**PROBLEM REQUIREMENTS:** Reproduce the whole listing below line for line, leaving out the pictures.

---------- RECORD LIST

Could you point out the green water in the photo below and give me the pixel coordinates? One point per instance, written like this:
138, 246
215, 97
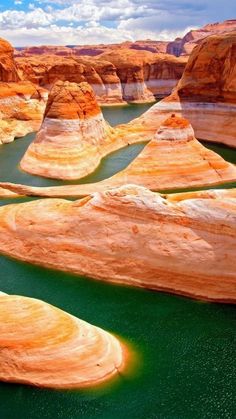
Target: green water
185, 350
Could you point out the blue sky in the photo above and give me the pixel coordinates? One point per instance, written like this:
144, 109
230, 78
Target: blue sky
61, 22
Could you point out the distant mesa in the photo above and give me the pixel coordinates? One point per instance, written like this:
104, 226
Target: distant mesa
117, 75
44, 346
183, 244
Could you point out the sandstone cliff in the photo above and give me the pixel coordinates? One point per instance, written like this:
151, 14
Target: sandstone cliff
122, 75
185, 45
73, 137
174, 159
206, 94
46, 347
21, 109
181, 244
8, 70
21, 103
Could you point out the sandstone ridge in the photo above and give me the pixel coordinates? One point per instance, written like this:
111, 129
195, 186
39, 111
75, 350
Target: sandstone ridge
181, 244
36, 338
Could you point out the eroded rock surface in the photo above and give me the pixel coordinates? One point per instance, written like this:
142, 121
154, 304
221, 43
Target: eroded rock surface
44, 346
182, 244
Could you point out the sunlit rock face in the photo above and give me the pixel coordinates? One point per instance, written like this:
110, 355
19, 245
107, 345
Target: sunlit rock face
44, 346
145, 75
173, 159
206, 94
45, 70
74, 135
8, 70
22, 105
117, 76
185, 45
181, 244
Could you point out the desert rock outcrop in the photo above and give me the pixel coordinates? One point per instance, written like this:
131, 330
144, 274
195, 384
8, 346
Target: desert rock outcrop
21, 103
73, 137
8, 70
173, 159
22, 106
44, 346
206, 94
116, 76
184, 245
185, 45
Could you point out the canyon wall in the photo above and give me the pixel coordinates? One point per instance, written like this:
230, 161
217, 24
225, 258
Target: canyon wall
21, 103
185, 45
44, 346
205, 94
122, 75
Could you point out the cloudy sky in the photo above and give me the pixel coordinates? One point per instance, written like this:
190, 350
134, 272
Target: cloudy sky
63, 22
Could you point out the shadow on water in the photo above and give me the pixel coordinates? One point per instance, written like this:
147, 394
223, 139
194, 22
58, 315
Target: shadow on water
185, 365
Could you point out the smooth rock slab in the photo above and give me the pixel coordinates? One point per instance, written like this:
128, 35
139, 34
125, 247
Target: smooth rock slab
44, 346
185, 244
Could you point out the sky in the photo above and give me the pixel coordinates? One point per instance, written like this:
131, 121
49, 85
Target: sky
67, 22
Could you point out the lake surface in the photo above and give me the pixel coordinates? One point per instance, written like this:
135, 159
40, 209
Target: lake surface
184, 350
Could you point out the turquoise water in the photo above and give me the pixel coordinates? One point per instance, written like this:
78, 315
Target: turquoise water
185, 350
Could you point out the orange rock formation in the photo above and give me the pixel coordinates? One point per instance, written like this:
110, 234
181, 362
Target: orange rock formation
173, 159
117, 76
74, 135
21, 109
182, 244
185, 45
8, 70
44, 346
206, 94
21, 104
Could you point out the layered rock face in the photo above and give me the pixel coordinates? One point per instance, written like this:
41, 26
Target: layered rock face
92, 50
46, 70
44, 346
206, 94
145, 75
22, 106
184, 245
122, 75
185, 45
74, 135
173, 159
8, 70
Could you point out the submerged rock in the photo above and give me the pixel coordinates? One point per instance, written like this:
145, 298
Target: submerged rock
44, 346
184, 244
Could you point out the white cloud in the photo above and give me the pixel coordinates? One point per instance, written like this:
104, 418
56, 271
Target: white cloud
89, 34
97, 21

--------------------

**SOLUTION TO THIS TASK:**
Could you point out the green water in the photo below and give me the pixel coordinates? One point per instance, written like this:
138, 246
215, 97
Target: green water
185, 350
Could you point out the blue sky in the photo above and give me the pixel coordinates? One point per instance, written like this:
144, 109
230, 78
Target: blue sky
61, 22
Could you point out the distant mesa in the photo above and give me the pixel coordinates? One point per instance, written like this:
104, 226
Target: distant mesa
117, 75
44, 346
183, 244
Could you point out the sandstone cliff in the photo above and give me the pixel coordinates? One point per instance, written like this:
151, 14
Target: sandstone cliff
122, 75
185, 45
73, 137
174, 159
206, 94
46, 347
21, 109
181, 244
8, 70
21, 103
Could you point out the sandstone ridge in the photo above and give me the pixel coordinates? One point per instance, written like this:
111, 129
195, 186
39, 111
75, 350
Target: sandstone ridge
181, 244
36, 338
Could you point out the eroded rock surface in the photo above and give me the pixel coordinates? One point per instance, written like this:
142, 121
154, 304
221, 43
Target: eroded rock surface
44, 346
182, 244
Could you point out the sunlit rock face in the photo above and give me the pixel coordinates? One point per instance, written like this:
110, 355
19, 245
107, 345
Target: sunlit rock face
44, 346
145, 75
173, 159
206, 94
45, 70
74, 135
8, 70
22, 105
117, 76
185, 45
181, 244
Could you point out the desert rock outcrop in the photo above and give me the pixel coordinates? One point per instance, written like this:
131, 330
144, 274
195, 384
8, 346
Target: desert rock outcrop
21, 103
73, 137
8, 70
173, 159
22, 106
44, 346
206, 94
116, 76
184, 245
185, 45
Could you point out the canyon wall in the photo above and give me the pixel coordinates? One point per instance, written like this:
230, 161
217, 24
225, 258
Target: canyon wall
21, 103
185, 45
44, 346
205, 94
122, 75
Could you point out the cloudy sky in the photo above and give me the pixel coordinates? One point per instance, written like this:
190, 350
134, 272
Target: cloudy sky
63, 22
Could you point out the shadow on water in the photo above and give me the pixel coordinates? One point per instance, written like this:
147, 394
223, 139
194, 22
58, 315
Target: shadow on water
185, 365
Could you point out the smooth rock slab in the photo above and give me the pixel coordinates? One point per instance, written like this:
128, 35
139, 34
125, 247
Target: smooth rock slab
44, 346
185, 244
Could you point out the sky in the photo above and give me the pixel coordinates? One point per instance, written like this:
131, 121
49, 85
Target: sky
67, 22
Could you point out the lake surface in the photo above and give me the pixel coordinates? One point per instance, written like this:
135, 159
40, 209
Target: lake surface
184, 350
Could you point out the turquoise water in the photo above and give me the pixel coordinates? One point per instance, written like this:
78, 315
Target: turquoise water
185, 350
Could you point out the orange rock formation in the photo above and give me the pixel coordinates? One point per instance, written like this:
110, 234
181, 362
Target: orange rock formation
173, 159
117, 76
74, 135
21, 109
182, 244
185, 45
8, 70
44, 346
206, 94
21, 104
Could you point out the layered rock face in the photo above and give me the pixel coordinates? One point per instance, written like this:
41, 26
Target: layered rock face
92, 50
46, 70
44, 346
206, 94
145, 75
22, 106
184, 245
122, 75
185, 45
74, 135
173, 159
8, 70
Could you point out the submerged rock in the photo above and give me the pixel coordinates? One point per instance, written like this:
145, 298
Target: submerged rock
44, 346
184, 244
Could you point out the white cloud in the photo above and give me the pixel coordinates? One point per instance, written like this:
104, 418
56, 271
Target: white cloud
89, 34
97, 21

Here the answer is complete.